• DATASET RECORDS:
** START **
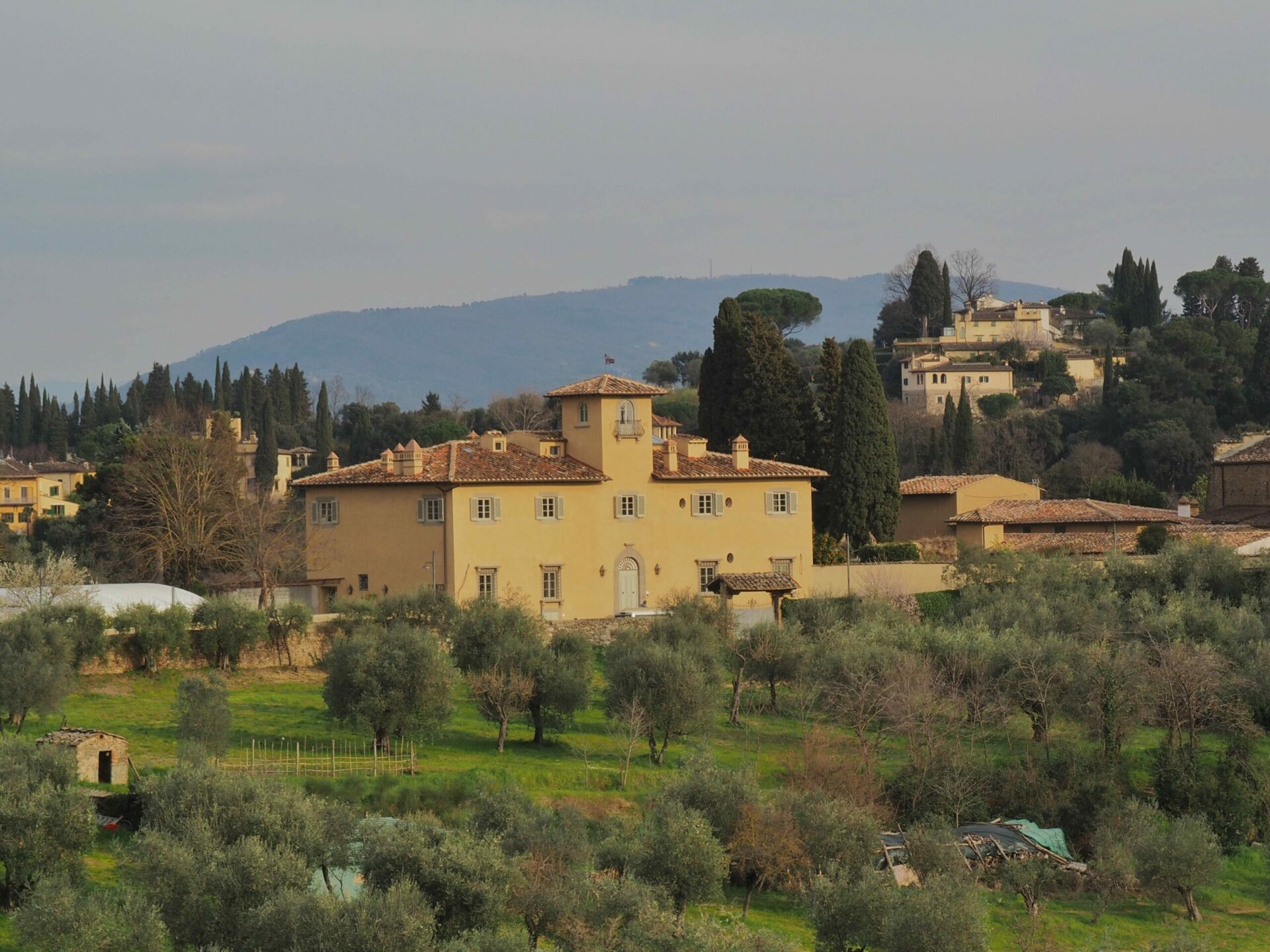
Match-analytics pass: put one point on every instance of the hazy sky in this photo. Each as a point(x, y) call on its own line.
point(177, 175)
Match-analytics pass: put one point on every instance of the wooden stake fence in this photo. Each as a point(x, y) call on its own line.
point(339, 758)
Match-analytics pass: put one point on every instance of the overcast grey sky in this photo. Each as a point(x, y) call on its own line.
point(177, 175)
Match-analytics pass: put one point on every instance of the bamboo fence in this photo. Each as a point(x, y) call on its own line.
point(337, 758)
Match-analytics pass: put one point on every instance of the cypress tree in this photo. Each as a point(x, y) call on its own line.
point(861, 494)
point(963, 434)
point(828, 397)
point(948, 298)
point(267, 450)
point(719, 391)
point(324, 430)
point(22, 436)
point(926, 291)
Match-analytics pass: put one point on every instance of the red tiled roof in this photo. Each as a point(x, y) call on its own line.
point(464, 461)
point(753, 582)
point(937, 485)
point(64, 466)
point(607, 385)
point(718, 466)
point(13, 470)
point(1257, 454)
point(1017, 512)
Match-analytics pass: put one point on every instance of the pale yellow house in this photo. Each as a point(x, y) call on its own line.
point(931, 380)
point(926, 503)
point(248, 446)
point(597, 520)
point(995, 321)
point(996, 524)
point(26, 495)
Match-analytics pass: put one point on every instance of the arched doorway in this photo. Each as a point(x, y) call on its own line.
point(628, 584)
** END **
• WHAT YOU HAVE TO DO: Rewrite every entry above as a Markdown table with two columns, Row (a running number) and Line (the line itself). Put one line in each row, skip blank lines, and leave out the pictures.

• ANSWER TO THE EXERCISE:
| Row | Line |
|---|---|
| 1 | Match-analytics pass: put one point on every instance of the hazy sky in this photo. Each as a point(x, y) call on its own line. |
| 2 | point(177, 175) |
| 3 | Match-analytics pass: put one point on every instance of the wooden stake fence in this photo. Each as a point(x, y) call on its own line. |
| 4 | point(339, 758) |
| 5 | Match-analytics pass: put one point on every instance of the overcast grey sky in this photo. Each as a point(x, y) call on its own line. |
| 6 | point(177, 175) |
| 7 | Match-analytics pass: put one point on every instance of the bamboo fence in this photo. Each as a point(x, y) call on its own line. |
| 8 | point(337, 758) |
| 9 | Match-analytics pass: put one point on every instance of the cypress tree in this photo. Each as a point(x, y) call on its own line. |
| 10 | point(861, 494) |
| 11 | point(963, 434) |
| 12 | point(828, 397) |
| 13 | point(948, 298) |
| 14 | point(267, 450) |
| 15 | point(719, 391) |
| 16 | point(324, 430) |
| 17 | point(22, 436) |
| 18 | point(926, 291) |
| 19 | Match-analytics pass: put one point on every instance of the red tiled roof in this photo. Each as a point(x, y) call on its own line. |
| 20 | point(464, 461) |
| 21 | point(753, 582) |
| 22 | point(937, 485) |
| 23 | point(64, 466) |
| 24 | point(607, 385) |
| 25 | point(718, 466) |
| 26 | point(13, 470) |
| 27 | point(1257, 454) |
| 28 | point(1017, 512) |
| 29 | Match-analytics pass: put one point on every instance of the pale yellow house in this photo. Each as a point(x, y) call on its own line. |
| 30 | point(931, 380) |
| 31 | point(926, 503) |
| 32 | point(248, 446) |
| 33 | point(597, 520) |
| 34 | point(995, 321) |
| 35 | point(996, 524) |
| 36 | point(26, 495) |
| 37 | Match-analytics pass: put one point on every instance of the arched doorway in this photo. Each as a point(x, y) call on its own line. |
| 38 | point(628, 584) |